REQUIREMENT
Write out exactly, and only, the lines from the one containing "point: eagle head, one" through the last line of the listing below.

=== Section Start ===

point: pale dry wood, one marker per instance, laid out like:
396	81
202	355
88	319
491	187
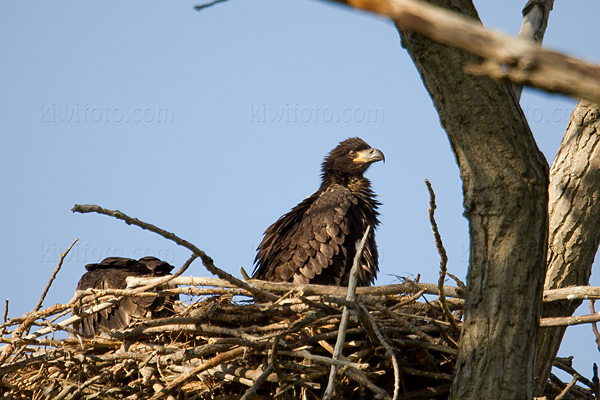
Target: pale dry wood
350	296
572	293
520	61
443	257
206	260
573	224
505	179
569	321
53	276
535	21
284	287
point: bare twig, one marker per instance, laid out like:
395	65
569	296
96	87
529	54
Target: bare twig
569	321
520	61
213	362
206	260
596	382
567	389
594	326
311	289
350	296
443	257
257	384
535	20
212	3
363	380
45	292
572	293
388	349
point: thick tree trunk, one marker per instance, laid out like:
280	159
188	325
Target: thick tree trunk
574	224
505	180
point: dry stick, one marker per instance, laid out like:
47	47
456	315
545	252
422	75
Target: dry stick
596	382
257	384
388	349
567	389
443	258
24	329
569	321
212	3
206	260
213	362
525	63
310	289
5	317
58	267
594	327
350	296
572	293
535	20
360	378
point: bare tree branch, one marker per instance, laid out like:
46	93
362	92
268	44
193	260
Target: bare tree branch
520	61
535	20
350	296
206	260
573	224
53	276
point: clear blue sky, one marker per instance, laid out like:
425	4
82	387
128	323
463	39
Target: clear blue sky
175	117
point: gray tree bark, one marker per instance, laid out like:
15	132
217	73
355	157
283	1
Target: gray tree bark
505	180
574	227
505	186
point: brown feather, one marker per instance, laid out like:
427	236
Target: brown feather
111	273
316	241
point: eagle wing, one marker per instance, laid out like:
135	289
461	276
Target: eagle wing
111	273
316	241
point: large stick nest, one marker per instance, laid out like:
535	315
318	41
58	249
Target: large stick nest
227	346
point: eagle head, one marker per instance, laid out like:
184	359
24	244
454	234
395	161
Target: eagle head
352	157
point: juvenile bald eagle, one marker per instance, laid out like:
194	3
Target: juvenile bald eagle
316	241
111	274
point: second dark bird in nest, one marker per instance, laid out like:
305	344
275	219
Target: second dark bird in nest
111	273
316	241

=== Section End ===

RESPONSE TO THIS TASK
point: eagle head, one marker per instance, laid out like:
184	359
24	244
454	234
395	161
Target: eagle head
352	157
point: juvenile bald eagle, one marker per instance, laid out like:
194	3
Target: juvenile bald eagle
316	241
111	274
point: second dark bird in nest, one marker per instance, laid out like:
305	344
275	219
Target: second dark bird in nest
111	273
316	241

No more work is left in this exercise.